Natural language region descriptions:
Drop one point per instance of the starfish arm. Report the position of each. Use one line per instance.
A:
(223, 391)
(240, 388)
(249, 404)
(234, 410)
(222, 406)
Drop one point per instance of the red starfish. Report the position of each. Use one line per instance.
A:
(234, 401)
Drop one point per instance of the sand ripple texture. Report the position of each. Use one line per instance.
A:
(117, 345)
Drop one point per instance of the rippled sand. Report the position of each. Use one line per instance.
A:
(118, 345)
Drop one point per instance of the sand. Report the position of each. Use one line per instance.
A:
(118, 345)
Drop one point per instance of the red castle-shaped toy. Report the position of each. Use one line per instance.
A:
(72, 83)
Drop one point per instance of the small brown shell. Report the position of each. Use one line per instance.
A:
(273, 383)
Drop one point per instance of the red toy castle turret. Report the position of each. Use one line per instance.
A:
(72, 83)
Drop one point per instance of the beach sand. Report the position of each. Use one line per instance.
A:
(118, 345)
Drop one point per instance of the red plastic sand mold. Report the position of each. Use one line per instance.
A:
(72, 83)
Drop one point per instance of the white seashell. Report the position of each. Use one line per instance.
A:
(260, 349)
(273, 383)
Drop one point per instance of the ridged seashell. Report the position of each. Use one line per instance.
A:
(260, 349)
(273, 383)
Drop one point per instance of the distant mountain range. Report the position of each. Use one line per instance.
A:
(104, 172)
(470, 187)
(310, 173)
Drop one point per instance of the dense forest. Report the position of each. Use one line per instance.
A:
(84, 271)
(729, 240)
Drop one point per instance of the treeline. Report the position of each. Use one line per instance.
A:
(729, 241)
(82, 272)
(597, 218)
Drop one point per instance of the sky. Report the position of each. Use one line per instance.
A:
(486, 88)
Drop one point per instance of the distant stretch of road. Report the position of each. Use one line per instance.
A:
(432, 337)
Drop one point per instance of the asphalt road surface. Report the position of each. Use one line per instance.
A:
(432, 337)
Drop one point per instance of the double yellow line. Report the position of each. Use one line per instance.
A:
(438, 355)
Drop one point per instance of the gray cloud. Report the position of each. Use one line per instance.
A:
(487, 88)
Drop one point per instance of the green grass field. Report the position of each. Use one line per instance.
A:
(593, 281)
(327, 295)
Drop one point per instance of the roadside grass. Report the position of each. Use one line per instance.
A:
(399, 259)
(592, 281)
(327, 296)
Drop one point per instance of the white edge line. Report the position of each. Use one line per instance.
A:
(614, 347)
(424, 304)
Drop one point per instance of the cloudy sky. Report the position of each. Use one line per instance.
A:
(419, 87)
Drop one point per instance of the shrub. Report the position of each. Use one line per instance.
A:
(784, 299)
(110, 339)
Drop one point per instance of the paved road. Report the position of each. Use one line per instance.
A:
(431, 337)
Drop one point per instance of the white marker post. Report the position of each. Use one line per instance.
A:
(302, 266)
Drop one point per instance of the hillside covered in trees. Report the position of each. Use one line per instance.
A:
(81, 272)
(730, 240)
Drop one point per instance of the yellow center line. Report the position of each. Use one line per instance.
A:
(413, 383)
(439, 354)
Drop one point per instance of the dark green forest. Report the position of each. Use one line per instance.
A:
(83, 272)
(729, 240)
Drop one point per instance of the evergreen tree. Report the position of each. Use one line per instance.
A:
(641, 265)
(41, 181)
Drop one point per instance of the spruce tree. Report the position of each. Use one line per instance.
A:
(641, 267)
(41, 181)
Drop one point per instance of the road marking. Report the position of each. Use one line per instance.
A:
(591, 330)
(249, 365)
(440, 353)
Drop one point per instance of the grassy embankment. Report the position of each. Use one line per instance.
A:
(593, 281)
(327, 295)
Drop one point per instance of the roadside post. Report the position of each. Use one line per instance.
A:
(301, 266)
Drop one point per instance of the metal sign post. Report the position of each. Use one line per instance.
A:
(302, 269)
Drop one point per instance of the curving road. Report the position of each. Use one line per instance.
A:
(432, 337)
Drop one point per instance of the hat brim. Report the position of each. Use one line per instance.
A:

# Work instruction
Each line above that holds the string "forest" should be copied and shown.

# Solution to this problem
Drop one point per instance of the dense forest. Report the position of each. Use one line per instance.
Drop one point per instance of the dark green forest. Report the position of each. Use one line per instance.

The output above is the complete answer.